Collected data entries
--- Begin ---

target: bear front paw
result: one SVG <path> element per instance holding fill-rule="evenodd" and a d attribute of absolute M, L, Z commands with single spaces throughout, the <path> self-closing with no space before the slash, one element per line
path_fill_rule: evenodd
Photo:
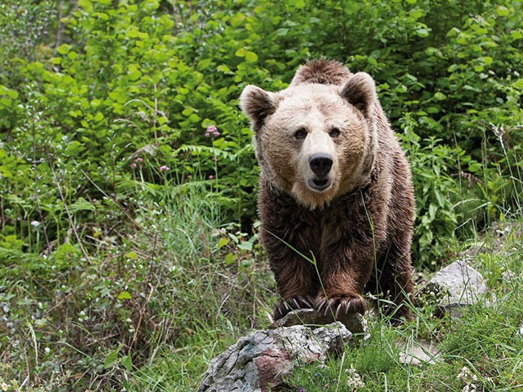
<path fill-rule="evenodd" d="M 314 309 L 319 312 L 323 312 L 324 316 L 327 316 L 332 309 L 334 313 L 334 318 L 338 318 L 340 312 L 358 312 L 363 315 L 366 307 L 365 300 L 359 294 L 333 296 L 326 298 L 322 295 L 314 302 Z"/>
<path fill-rule="evenodd" d="M 295 295 L 280 301 L 274 308 L 274 320 L 278 320 L 289 312 L 295 309 L 308 309 L 312 307 L 312 297 Z"/>

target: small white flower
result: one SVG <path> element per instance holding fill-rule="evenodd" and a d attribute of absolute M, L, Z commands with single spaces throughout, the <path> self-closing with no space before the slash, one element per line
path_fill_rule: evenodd
<path fill-rule="evenodd" d="M 348 377 L 347 378 L 347 385 L 349 388 L 358 389 L 365 387 L 365 383 L 361 381 L 361 376 L 352 365 L 345 371 L 349 374 Z"/>

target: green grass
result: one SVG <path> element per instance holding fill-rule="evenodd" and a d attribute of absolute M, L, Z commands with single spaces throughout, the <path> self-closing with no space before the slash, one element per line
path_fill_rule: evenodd
<path fill-rule="evenodd" d="M 30 269 L 14 264 L 2 277 L 0 383 L 8 390 L 26 377 L 33 391 L 193 390 L 213 358 L 269 324 L 277 296 L 256 236 L 222 225 L 220 203 L 203 185 L 164 189 L 137 189 L 141 229 L 98 249 L 91 264 L 73 249 L 58 267 L 29 260 Z M 477 390 L 521 390 L 522 230 L 515 214 L 454 249 L 480 249 L 470 262 L 497 297 L 493 305 L 438 319 L 428 304 L 413 308 L 415 320 L 399 328 L 370 318 L 367 341 L 326 365 L 299 366 L 290 390 L 351 390 L 348 380 L 357 373 L 365 387 L 355 390 L 461 391 L 467 382 L 458 376 L 467 367 Z M 400 364 L 397 343 L 419 340 L 435 342 L 441 360 Z"/>
<path fill-rule="evenodd" d="M 521 221 L 510 227 L 513 233 L 520 230 Z M 368 341 L 348 349 L 342 358 L 332 359 L 326 367 L 315 364 L 299 367 L 289 380 L 294 387 L 291 390 L 458 391 L 469 382 L 477 390 L 521 390 L 523 337 L 519 329 L 523 324 L 523 250 L 513 234 L 504 237 L 501 247 L 499 242 L 486 236 L 482 252 L 472 261 L 497 297 L 493 305 L 480 304 L 468 308 L 459 318 L 442 319 L 436 318 L 434 308 L 427 305 L 413 309 L 416 319 L 399 328 L 371 319 Z M 511 271 L 513 279 L 500 279 L 502 270 Z M 420 366 L 400 363 L 396 343 L 420 339 L 437 343 L 440 360 Z M 475 375 L 475 381 L 472 376 L 458 377 L 464 367 Z M 348 386 L 351 367 L 364 387 L 351 389 Z"/>

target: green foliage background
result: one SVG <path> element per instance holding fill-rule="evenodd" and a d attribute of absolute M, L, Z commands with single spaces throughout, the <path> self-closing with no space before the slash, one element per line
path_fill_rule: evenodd
<path fill-rule="evenodd" d="M 201 225 L 209 229 L 192 238 L 229 224 L 217 247 L 200 238 L 211 245 L 200 257 L 228 257 L 224 268 L 243 268 L 234 273 L 252 282 L 257 253 L 244 252 L 256 243 L 258 168 L 237 98 L 247 84 L 283 88 L 299 65 L 322 56 L 374 78 L 414 178 L 415 264 L 438 265 L 452 244 L 519 206 L 522 8 L 508 1 L 3 2 L 0 286 L 8 294 L 0 298 L 12 300 L 7 288 L 19 281 L 43 285 L 42 297 L 56 284 L 70 299 L 87 276 L 95 283 L 77 286 L 71 312 L 105 293 L 96 311 L 126 319 L 125 300 L 146 298 L 152 260 L 163 257 L 137 231 L 167 235 L 151 217 L 188 200 L 212 211 Z M 206 137 L 212 125 L 219 136 Z M 175 233 L 168 243 L 185 240 Z M 236 243 L 250 245 L 219 251 Z"/>

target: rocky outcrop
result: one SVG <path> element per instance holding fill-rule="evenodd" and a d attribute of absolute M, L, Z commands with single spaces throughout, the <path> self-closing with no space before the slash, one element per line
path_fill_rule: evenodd
<path fill-rule="evenodd" d="M 353 337 L 339 321 L 314 329 L 293 325 L 255 331 L 211 361 L 197 392 L 278 390 L 297 360 L 323 360 L 342 351 Z"/>
<path fill-rule="evenodd" d="M 436 272 L 416 294 L 418 303 L 435 302 L 440 315 L 459 317 L 464 307 L 484 298 L 486 282 L 468 261 L 466 258 L 458 260 Z"/>

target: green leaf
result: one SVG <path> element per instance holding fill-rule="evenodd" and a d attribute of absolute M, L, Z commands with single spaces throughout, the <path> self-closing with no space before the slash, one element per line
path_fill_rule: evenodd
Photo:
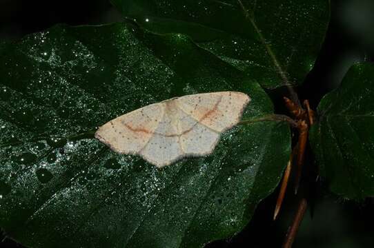
<path fill-rule="evenodd" d="M 287 163 L 289 128 L 270 121 L 162 169 L 93 138 L 117 116 L 198 92 L 244 92 L 245 118 L 273 113 L 255 81 L 186 36 L 59 25 L 0 61 L 0 227 L 30 247 L 202 247 L 239 231 Z"/>
<path fill-rule="evenodd" d="M 147 29 L 190 36 L 266 88 L 303 82 L 324 39 L 330 8 L 328 0 L 111 2 Z"/>
<path fill-rule="evenodd" d="M 330 189 L 351 199 L 374 195 L 374 65 L 353 66 L 318 106 L 310 138 Z"/>

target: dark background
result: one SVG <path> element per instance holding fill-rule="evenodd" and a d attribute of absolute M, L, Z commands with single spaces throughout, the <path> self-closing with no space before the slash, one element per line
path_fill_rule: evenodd
<path fill-rule="evenodd" d="M 109 0 L 0 0 L 0 40 L 17 41 L 59 23 L 76 25 L 121 20 Z M 308 98 L 315 107 L 326 92 L 339 85 L 355 61 L 372 61 L 373 51 L 374 1 L 332 0 L 326 40 L 313 70 L 298 89 L 301 98 Z M 311 156 L 308 161 L 313 161 Z M 304 175 L 304 185 L 314 180 L 313 175 Z M 328 194 L 321 180 L 306 186 L 314 190 L 314 194 L 308 194 L 312 208 L 304 216 L 294 247 L 374 247 L 373 199 L 357 203 L 339 198 Z M 259 205 L 243 231 L 207 247 L 280 247 L 297 198 L 289 190 L 279 219 L 273 221 L 277 194 L 276 191 Z M 0 233 L 0 247 L 23 247 Z"/>

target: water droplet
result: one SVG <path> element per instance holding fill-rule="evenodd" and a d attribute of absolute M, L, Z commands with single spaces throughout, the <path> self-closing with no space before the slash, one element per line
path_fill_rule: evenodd
<path fill-rule="evenodd" d="M 87 180 L 93 180 L 95 179 L 95 173 L 92 172 L 87 172 L 87 174 L 86 175 L 86 178 L 87 178 Z"/>
<path fill-rule="evenodd" d="M 37 148 L 39 150 L 41 150 L 41 149 L 43 149 L 44 148 L 46 148 L 46 144 L 44 144 L 43 143 L 41 143 L 41 142 L 37 142 L 35 144 L 35 148 Z"/>
<path fill-rule="evenodd" d="M 11 189 L 10 186 L 3 181 L 0 181 L 0 196 L 2 196 L 2 198 L 10 193 Z"/>
<path fill-rule="evenodd" d="M 37 155 L 32 154 L 31 152 L 25 152 L 21 156 L 19 156 L 17 161 L 19 163 L 27 165 L 35 161 L 37 158 Z"/>
<path fill-rule="evenodd" d="M 61 147 L 66 145 L 66 138 L 51 138 L 47 140 L 47 144 L 52 147 Z"/>
<path fill-rule="evenodd" d="M 47 183 L 52 179 L 53 175 L 47 169 L 40 168 L 37 170 L 37 176 L 41 183 Z"/>
<path fill-rule="evenodd" d="M 56 157 L 56 154 L 55 154 L 55 152 L 51 153 L 47 157 L 47 161 L 48 163 L 53 163 L 56 161 L 56 159 L 57 159 L 57 157 Z"/>
<path fill-rule="evenodd" d="M 121 165 L 117 161 L 115 158 L 110 158 L 104 164 L 104 167 L 108 169 L 117 169 L 121 167 Z"/>
<path fill-rule="evenodd" d="M 32 122 L 34 118 L 34 114 L 30 110 L 23 110 L 15 112 L 14 116 L 17 118 L 17 121 L 22 123 L 30 123 Z"/>

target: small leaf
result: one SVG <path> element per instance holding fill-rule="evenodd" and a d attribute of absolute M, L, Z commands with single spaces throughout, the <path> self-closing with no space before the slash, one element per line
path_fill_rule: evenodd
<path fill-rule="evenodd" d="M 310 138 L 331 190 L 350 199 L 374 196 L 374 65 L 352 67 L 317 110 Z"/>
<path fill-rule="evenodd" d="M 267 88 L 303 82 L 329 19 L 326 0 L 111 1 L 147 29 L 190 36 Z"/>
<path fill-rule="evenodd" d="M 273 113 L 257 82 L 184 35 L 59 25 L 0 61 L 0 227 L 30 247 L 202 247 L 239 231 L 286 165 L 289 128 L 269 121 L 163 169 L 93 138 L 115 116 L 199 92 L 241 91 L 244 118 Z"/>

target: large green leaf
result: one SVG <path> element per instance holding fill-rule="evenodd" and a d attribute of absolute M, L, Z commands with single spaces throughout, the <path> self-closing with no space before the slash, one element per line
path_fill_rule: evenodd
<path fill-rule="evenodd" d="M 255 81 L 186 36 L 59 25 L 0 61 L 0 227 L 31 247 L 201 247 L 240 231 L 286 164 L 289 129 L 275 122 L 162 169 L 93 138 L 118 115 L 197 92 L 246 92 L 245 118 L 273 112 Z"/>
<path fill-rule="evenodd" d="M 328 0 L 111 1 L 148 29 L 190 35 L 268 88 L 302 83 L 329 19 Z"/>
<path fill-rule="evenodd" d="M 352 67 L 318 115 L 310 138 L 331 190 L 348 198 L 374 196 L 374 65 Z"/>

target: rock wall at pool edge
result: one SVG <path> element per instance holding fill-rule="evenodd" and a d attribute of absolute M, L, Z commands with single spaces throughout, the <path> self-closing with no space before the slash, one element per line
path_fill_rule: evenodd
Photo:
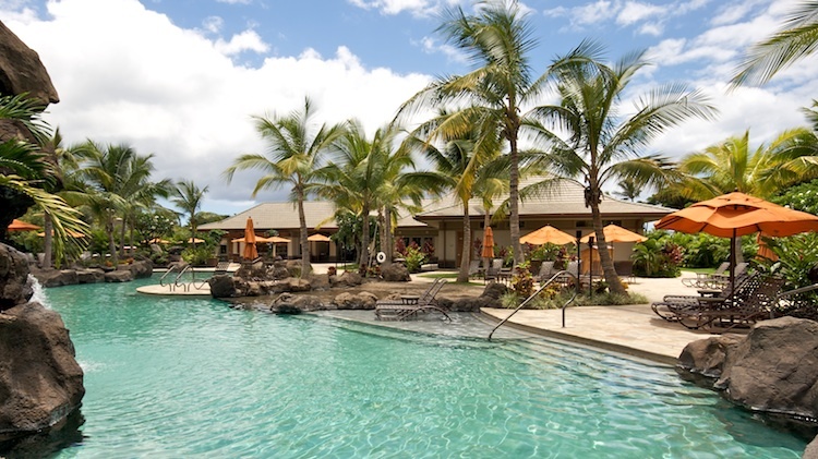
<path fill-rule="evenodd" d="M 83 371 L 62 318 L 29 302 L 28 262 L 0 244 L 0 450 L 60 425 L 85 395 Z"/>

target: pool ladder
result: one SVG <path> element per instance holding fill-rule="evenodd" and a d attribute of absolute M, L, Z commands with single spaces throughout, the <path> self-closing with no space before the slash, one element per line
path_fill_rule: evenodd
<path fill-rule="evenodd" d="M 570 299 L 568 299 L 568 301 L 565 302 L 565 304 L 563 304 L 563 307 L 562 307 L 562 310 L 563 310 L 563 328 L 565 328 L 565 309 L 568 307 L 568 304 L 570 304 L 572 302 L 574 302 L 574 300 L 576 300 L 577 293 L 579 292 L 579 287 L 578 286 L 579 286 L 580 282 L 579 282 L 579 278 L 577 277 L 576 274 L 574 274 L 572 271 L 567 271 L 567 270 L 561 270 L 560 273 L 556 273 L 555 275 L 553 275 L 551 277 L 551 279 L 549 279 L 548 281 L 541 283 L 540 288 L 537 289 L 536 292 L 531 293 L 531 295 L 528 297 L 522 303 L 520 303 L 517 306 L 516 310 L 514 310 L 510 314 L 508 314 L 508 316 L 506 316 L 506 318 L 500 321 L 500 324 L 497 324 L 492 329 L 492 333 L 489 334 L 489 341 L 492 340 L 492 335 L 494 335 L 494 331 L 496 331 L 497 328 L 500 328 L 501 325 L 503 325 L 506 322 L 508 322 L 508 319 L 512 318 L 513 315 L 517 314 L 517 311 L 521 310 L 522 306 L 525 306 L 531 300 L 533 300 L 538 294 L 540 294 L 541 291 L 545 290 L 546 287 L 549 287 L 550 285 L 556 282 L 557 280 L 562 281 L 566 276 L 570 276 L 570 277 L 574 278 L 574 280 L 577 282 L 577 290 L 574 290 L 574 294 L 570 297 Z"/>
<path fill-rule="evenodd" d="M 163 286 L 163 287 L 165 287 L 165 278 L 168 277 L 171 273 L 176 273 L 177 269 L 179 269 L 179 265 L 173 265 L 173 267 L 171 267 L 170 269 L 168 269 L 159 278 L 159 285 Z M 188 271 L 190 271 L 191 276 L 192 276 L 190 283 L 179 282 L 179 279 L 181 279 L 182 276 L 184 276 L 184 274 L 188 273 Z M 176 276 L 176 278 L 173 279 L 173 281 L 172 282 L 168 282 L 167 286 L 168 286 L 168 289 L 170 289 L 170 291 L 176 291 L 177 287 L 181 287 L 183 291 L 188 292 L 188 291 L 190 291 L 190 287 L 191 286 L 195 287 L 196 290 L 200 289 L 200 287 L 195 286 L 195 281 L 196 281 L 196 270 L 191 265 L 184 265 L 183 268 L 179 269 L 179 274 Z M 204 286 L 205 281 L 206 280 L 202 281 L 202 286 Z"/>

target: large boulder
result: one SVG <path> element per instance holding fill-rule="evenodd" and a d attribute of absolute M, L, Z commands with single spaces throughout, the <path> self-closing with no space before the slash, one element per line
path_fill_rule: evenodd
<path fill-rule="evenodd" d="M 818 323 L 781 317 L 702 341 L 682 352 L 683 372 L 718 376 L 712 387 L 748 409 L 818 419 Z"/>
<path fill-rule="evenodd" d="M 39 303 L 0 314 L 0 439 L 37 433 L 80 407 L 83 371 L 60 315 Z"/>
<path fill-rule="evenodd" d="M 105 274 L 106 282 L 130 282 L 133 280 L 133 273 L 130 269 L 115 270 Z"/>
<path fill-rule="evenodd" d="M 321 311 L 325 309 L 318 297 L 309 294 L 280 294 L 269 310 L 276 314 L 300 314 L 302 312 Z"/>
<path fill-rule="evenodd" d="M 80 283 L 100 283 L 105 282 L 105 271 L 99 268 L 77 269 L 76 280 Z"/>
<path fill-rule="evenodd" d="M 60 100 L 51 84 L 39 56 L 28 48 L 13 32 L 0 22 L 0 96 L 16 96 L 26 93 L 35 98 L 45 110 L 48 104 Z M 21 122 L 0 120 L 0 143 L 10 140 L 24 140 L 36 144 L 28 129 Z M 53 152 L 47 152 L 46 159 L 56 164 Z M 0 173 L 8 172 L 0 167 Z M 59 178 L 57 185 L 59 186 Z M 0 186 L 0 240 L 4 239 L 5 228 L 12 219 L 20 217 L 34 205 L 34 201 L 10 188 Z"/>
<path fill-rule="evenodd" d="M 233 298 L 237 297 L 233 277 L 229 275 L 216 275 L 207 279 L 210 286 L 210 295 L 213 298 Z"/>
<path fill-rule="evenodd" d="M 339 293 L 333 300 L 333 304 L 339 310 L 374 310 L 377 297 L 372 292 Z"/>
<path fill-rule="evenodd" d="M 27 302 L 33 294 L 28 259 L 16 249 L 0 244 L 0 312 Z"/>
<path fill-rule="evenodd" d="M 119 265 L 117 270 L 129 270 L 133 279 L 146 279 L 154 274 L 154 264 L 148 259 L 135 261 L 128 265 Z"/>
<path fill-rule="evenodd" d="M 0 22 L 0 94 L 23 93 L 38 99 L 44 107 L 60 101 L 39 55 Z"/>
<path fill-rule="evenodd" d="M 381 277 L 387 282 L 408 282 L 412 280 L 409 269 L 400 263 L 390 263 L 381 267 Z"/>

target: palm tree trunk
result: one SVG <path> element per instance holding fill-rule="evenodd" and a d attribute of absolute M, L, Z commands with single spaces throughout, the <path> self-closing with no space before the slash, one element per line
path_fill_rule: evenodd
<path fill-rule="evenodd" d="M 370 206 L 365 204 L 363 206 L 363 221 L 361 222 L 361 258 L 360 266 L 363 268 L 369 267 L 370 259 Z"/>
<path fill-rule="evenodd" d="M 392 255 L 395 253 L 395 238 L 392 233 L 392 209 L 384 209 L 384 239 L 386 243 L 381 249 L 386 253 L 386 263 L 392 263 Z"/>
<path fill-rule="evenodd" d="M 509 229 L 512 232 L 512 249 L 514 250 L 514 259 L 522 263 L 522 246 L 520 245 L 520 210 L 519 210 L 519 154 L 517 152 L 517 138 L 514 136 L 509 140 L 510 152 L 509 159 L 512 167 L 508 171 L 508 207 L 510 208 Z"/>
<path fill-rule="evenodd" d="M 105 232 L 108 233 L 108 251 L 111 254 L 111 266 L 113 268 L 119 265 L 119 258 L 117 257 L 117 243 L 113 240 L 113 216 L 109 215 L 108 220 L 105 222 Z"/>
<path fill-rule="evenodd" d="M 306 240 L 306 215 L 304 214 L 304 196 L 303 192 L 299 191 L 298 196 L 298 224 L 300 227 L 301 234 L 299 240 L 301 242 L 301 277 L 306 276 L 312 270 L 310 266 L 310 241 Z"/>
<path fill-rule="evenodd" d="M 462 205 L 462 254 L 460 255 L 460 270 L 457 273 L 458 282 L 469 281 L 469 262 L 471 261 L 471 221 L 469 218 L 469 201 Z"/>
<path fill-rule="evenodd" d="M 625 287 L 619 280 L 619 276 L 616 274 L 616 269 L 613 266 L 613 258 L 608 252 L 608 241 L 605 241 L 605 233 L 602 229 L 602 214 L 599 212 L 599 204 L 597 200 L 591 201 L 591 217 L 593 220 L 593 232 L 597 234 L 597 246 L 599 247 L 599 259 L 602 265 L 602 274 L 605 277 L 605 283 L 608 283 L 611 293 L 627 295 Z M 593 266 L 591 266 L 593 268 Z"/>
<path fill-rule="evenodd" d="M 43 269 L 51 268 L 51 253 L 53 252 L 53 222 L 51 221 L 51 214 L 44 213 L 43 230 L 45 237 L 43 240 Z"/>

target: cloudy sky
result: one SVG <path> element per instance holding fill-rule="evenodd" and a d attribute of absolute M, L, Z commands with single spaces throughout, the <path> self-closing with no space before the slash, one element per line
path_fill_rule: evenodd
<path fill-rule="evenodd" d="M 221 177 L 263 153 L 252 116 L 284 114 L 310 96 L 323 122 L 358 118 L 373 132 L 433 78 L 469 70 L 435 33 L 443 8 L 468 0 L 0 0 L 0 20 L 40 55 L 60 95 L 46 119 L 67 143 L 128 143 L 154 154 L 156 177 L 209 186 L 204 210 L 233 214 L 285 191 L 251 191 L 257 173 Z M 678 157 L 750 130 L 754 144 L 804 125 L 818 98 L 818 59 L 761 87 L 727 92 L 744 49 L 796 0 L 527 0 L 537 72 L 582 39 L 612 60 L 647 50 L 629 97 L 665 82 L 708 94 L 715 122 L 667 132 L 651 153 Z"/>

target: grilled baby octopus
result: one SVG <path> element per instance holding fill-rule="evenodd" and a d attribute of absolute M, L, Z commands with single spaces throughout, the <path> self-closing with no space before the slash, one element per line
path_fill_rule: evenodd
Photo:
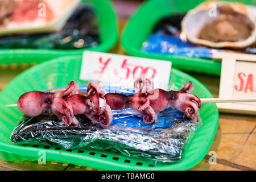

--- End ---

Task
Edit the data starting at the line containing "target: water droplet" and ending at the line containing "273 113 L 257", replacing "small leaf" with "leaf fragment" and leaving everything else unchanged. Give back only those lines.

Response to this exercise
target: water droplet
result: one SVG <path> element per instance holding fill-rule="evenodd" and a d attribute of absolute M, L, Z commands with single spaces throughout, the <path> self-closing with no space before the slash, one element per line
path_fill_rule: evenodd
<path fill-rule="evenodd" d="M 87 180 L 93 180 L 95 179 L 95 173 L 92 172 L 87 172 L 87 174 L 86 175 L 86 178 L 87 178 Z"/>
<path fill-rule="evenodd" d="M 37 148 L 39 150 L 41 150 L 41 149 L 43 149 L 44 148 L 46 148 L 46 144 L 44 144 L 43 143 L 41 143 L 41 142 L 37 142 L 35 144 L 35 148 Z"/>
<path fill-rule="evenodd" d="M 11 189 L 10 186 L 3 181 L 0 181 L 0 196 L 2 196 L 2 198 L 10 193 Z"/>
<path fill-rule="evenodd" d="M 37 155 L 32 154 L 31 152 L 25 152 L 21 156 L 19 156 L 17 161 L 19 163 L 27 165 L 35 161 L 37 158 Z"/>
<path fill-rule="evenodd" d="M 61 147 L 66 145 L 66 138 L 51 138 L 47 140 L 47 144 L 52 147 Z"/>
<path fill-rule="evenodd" d="M 47 183 L 52 179 L 53 175 L 47 169 L 40 168 L 37 170 L 37 176 L 41 183 Z"/>
<path fill-rule="evenodd" d="M 56 157 L 56 154 L 55 154 L 55 152 L 51 153 L 47 157 L 47 161 L 48 163 L 53 163 L 56 161 L 56 159 L 57 159 L 57 157 Z"/>
<path fill-rule="evenodd" d="M 121 165 L 117 161 L 115 158 L 110 158 L 104 164 L 104 167 L 108 169 L 117 169 L 121 167 Z"/>
<path fill-rule="evenodd" d="M 32 122 L 34 118 L 34 114 L 30 110 L 23 110 L 15 112 L 14 116 L 17 118 L 17 121 L 22 123 L 30 123 Z"/>

target: leaf fragment
result: one SVG <path> element per instance holding fill-rule="evenodd" and a d attribute of absolute M, L, Z commands with single spaces throughout, the <path> self-closing with no space before the slash, one element per line
path_fill_rule: evenodd
<path fill-rule="evenodd" d="M 310 138 L 331 190 L 350 199 L 374 196 L 374 65 L 352 67 L 317 110 Z"/>
<path fill-rule="evenodd" d="M 267 88 L 303 82 L 329 19 L 326 0 L 111 1 L 147 29 L 190 36 Z"/>
<path fill-rule="evenodd" d="M 273 113 L 257 82 L 184 35 L 59 25 L 0 61 L 0 227 L 30 247 L 202 247 L 239 231 L 286 165 L 289 128 L 269 121 L 163 169 L 93 138 L 115 116 L 199 92 L 241 91 L 244 118 Z"/>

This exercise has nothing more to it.